## [Problem description]
Convert every line of the records below into a JSON array of strings, one string per line, omitting any blank lines.

## [Record list]
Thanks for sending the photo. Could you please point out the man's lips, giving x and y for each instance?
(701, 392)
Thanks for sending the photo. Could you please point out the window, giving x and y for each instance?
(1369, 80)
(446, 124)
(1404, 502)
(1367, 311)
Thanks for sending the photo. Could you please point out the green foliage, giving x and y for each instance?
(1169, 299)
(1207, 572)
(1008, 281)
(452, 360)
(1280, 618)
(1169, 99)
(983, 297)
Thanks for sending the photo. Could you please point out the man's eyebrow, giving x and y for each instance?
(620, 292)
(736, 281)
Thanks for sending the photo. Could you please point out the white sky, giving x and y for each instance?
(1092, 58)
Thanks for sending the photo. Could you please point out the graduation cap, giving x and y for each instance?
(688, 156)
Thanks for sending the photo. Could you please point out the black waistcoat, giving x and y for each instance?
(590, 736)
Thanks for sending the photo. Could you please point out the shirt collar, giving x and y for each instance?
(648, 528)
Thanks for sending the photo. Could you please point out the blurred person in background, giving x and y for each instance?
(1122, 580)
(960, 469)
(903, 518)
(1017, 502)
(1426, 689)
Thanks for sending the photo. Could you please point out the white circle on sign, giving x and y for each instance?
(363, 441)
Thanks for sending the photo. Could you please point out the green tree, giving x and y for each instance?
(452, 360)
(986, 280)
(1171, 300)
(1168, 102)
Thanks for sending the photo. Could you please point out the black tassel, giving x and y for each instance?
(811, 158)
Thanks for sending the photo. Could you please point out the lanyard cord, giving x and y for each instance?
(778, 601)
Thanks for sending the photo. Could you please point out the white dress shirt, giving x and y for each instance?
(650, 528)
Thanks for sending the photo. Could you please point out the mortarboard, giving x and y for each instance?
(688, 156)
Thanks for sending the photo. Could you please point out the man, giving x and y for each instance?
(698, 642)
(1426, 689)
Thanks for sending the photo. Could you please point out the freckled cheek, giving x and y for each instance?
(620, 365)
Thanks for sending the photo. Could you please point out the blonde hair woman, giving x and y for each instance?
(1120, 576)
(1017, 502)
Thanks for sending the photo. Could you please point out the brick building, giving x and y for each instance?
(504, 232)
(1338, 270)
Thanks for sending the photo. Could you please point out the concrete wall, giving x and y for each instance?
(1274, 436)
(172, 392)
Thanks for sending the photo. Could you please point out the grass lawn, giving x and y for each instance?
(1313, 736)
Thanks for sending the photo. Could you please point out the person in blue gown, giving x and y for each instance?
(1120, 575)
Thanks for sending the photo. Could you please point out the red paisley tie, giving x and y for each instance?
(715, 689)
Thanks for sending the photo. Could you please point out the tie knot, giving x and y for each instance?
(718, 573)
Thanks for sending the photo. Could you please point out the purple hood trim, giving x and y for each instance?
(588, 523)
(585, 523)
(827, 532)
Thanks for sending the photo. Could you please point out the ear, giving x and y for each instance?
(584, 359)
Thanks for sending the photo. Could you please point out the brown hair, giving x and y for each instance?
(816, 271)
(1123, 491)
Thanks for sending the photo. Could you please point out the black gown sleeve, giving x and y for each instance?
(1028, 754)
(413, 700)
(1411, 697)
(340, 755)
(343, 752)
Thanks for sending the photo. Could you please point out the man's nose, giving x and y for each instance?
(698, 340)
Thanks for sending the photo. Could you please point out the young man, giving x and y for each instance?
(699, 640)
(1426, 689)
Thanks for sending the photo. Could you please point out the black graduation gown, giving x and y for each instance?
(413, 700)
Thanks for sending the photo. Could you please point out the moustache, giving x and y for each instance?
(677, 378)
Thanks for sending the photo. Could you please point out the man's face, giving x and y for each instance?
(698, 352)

## [Response to this exercise]
[
  "Thanks for sending the photo. Could you please point out the man's lips, giving x and y for each instance?",
  "(701, 392)",
  "Thanks for sending the photo. Could you please point out the window, giving x and y for each instance?",
  "(1369, 80)",
  "(446, 124)",
  "(1404, 502)",
  "(1367, 311)",
  "Thanks for sending the photo. Could you please point out the green foliage, giving x and y for each instance?",
  "(1169, 299)",
  "(1207, 572)",
  "(1008, 281)",
  "(452, 360)",
  "(1280, 618)",
  "(1169, 99)",
  "(983, 297)",
  "Thanks for sending the photo. Could you please point out the man's eyebrow, giving x and y for each instance?",
  "(620, 292)",
  "(736, 281)",
  "Thanks for sending the photo. Could you please point out the white sky, giving x and y for each instance?",
  "(1092, 58)",
  "Thanks for sending the photo. Could you please point out the graduation cap, giving x and y for each instance?",
  "(688, 156)",
  "Thanks for sending the photo. Could you please point out the black waistcoat, giving x and y for each instance?",
  "(590, 736)",
  "Thanks for sending the photo. Could you please point out the shirt collar, giving x and y for each instance?",
  "(648, 528)",
  "Thanks for sending the photo. Could you please point out the blurred person in background, giving x and y for each instance?",
  "(1122, 580)",
  "(960, 469)",
  "(903, 518)",
  "(1017, 502)",
  "(1426, 689)",
  "Thanks for sending the photo. Could you please point out the white circle on sign, giving x and y for each instance?",
  "(363, 441)",
  "Thanks for sending the photo. Could you please point out the green tree, giving x and y for each instance?",
  "(452, 360)",
  "(986, 280)",
  "(1171, 300)",
  "(1168, 102)",
  "Thanks for sending the photo. Could you please point out the black tassel, giving x and y for each instance?",
  "(811, 158)",
  "Thanks for sending the photo. Could you please point out the lanyard cord, giving x and y for each instance?",
  "(778, 601)",
  "Thanks for sending the photo. Could you please point out the white dress shirt, giving x and y for each instance?",
  "(650, 528)",
  "Thanks for sending the photo. Could you please point out the mortarboard, giving x and y for each instance?",
  "(688, 156)",
  "Thanks for sending the photo. Could you please point out the man, giving x and y for each instance?",
  "(698, 642)",
  "(1426, 689)",
  "Thanks for sending the photo. Could you please point out the freckled cheek, giving x and y for each instance?",
  "(620, 365)",
  "Thanks for sending the photo. Could you please point out the blonde hair woman, giving x and y for each instance?",
  "(1120, 576)",
  "(1017, 502)",
  "Thanks for sending the photo. Could you please point out the brick building, giving x and y for each instance?",
  "(504, 232)",
  "(1338, 270)",
  "Thanks for sending the photo. Could you please point out the concrete wall, giving x and y for each instance?",
  "(1274, 436)",
  "(172, 392)",
  "Thanks for sending the photo. Could you please point out the grass lawn, giving x and y for each instance?",
  "(1313, 736)",
  "Thanks for sending the photo. Could you please point out the person in blue gown, giving x and y for each instance?",
  "(1120, 575)",
  "Thanks for sending the photo. Could you please point out the red paisley tie, giving x and y for each instance?",
  "(715, 689)",
  "Thanks for sending the photo. Could you please point out the tie knot, giving x and y for each instance?",
  "(718, 573)",
  "Thanks for sending the photo. Could you please point out the purple hood trim, giving x and y for each instance?",
  "(588, 523)",
  "(585, 523)",
  "(827, 532)",
  "Thanks for sending the photo. Could you please point out the ear, giving x and y for each instance?",
  "(584, 359)",
  "Thanks for sending the photo. Could you please point out the brown hair, giving x and y for each instance?",
  "(816, 271)",
  "(1123, 491)",
  "Thanks for sending the photo. Could you please point out the black gown sleeve, giving x and y for each instance?",
  "(1028, 754)",
  "(413, 700)",
  "(1411, 697)",
  "(340, 755)",
  "(343, 752)",
  "Thanks for sending the photo. Could you please point out the man's nose, giving x and y for each instance?",
  "(698, 340)",
  "Thanks for sending the photo. Could you please point out the young man, giving x and y for each instance?",
  "(699, 640)",
  "(1426, 689)",
  "Thanks for sending the photo. Could you please point out the black graduation gown, giving x and y for each instance?",
  "(413, 700)",
  "Thanks for sending the photo. Could you please point out the moustache, giving x and y for each instance?",
  "(677, 378)",
  "Thanks for sending the photo. Could you please point out the man's face, giving x and y for each instance?",
  "(698, 352)"
]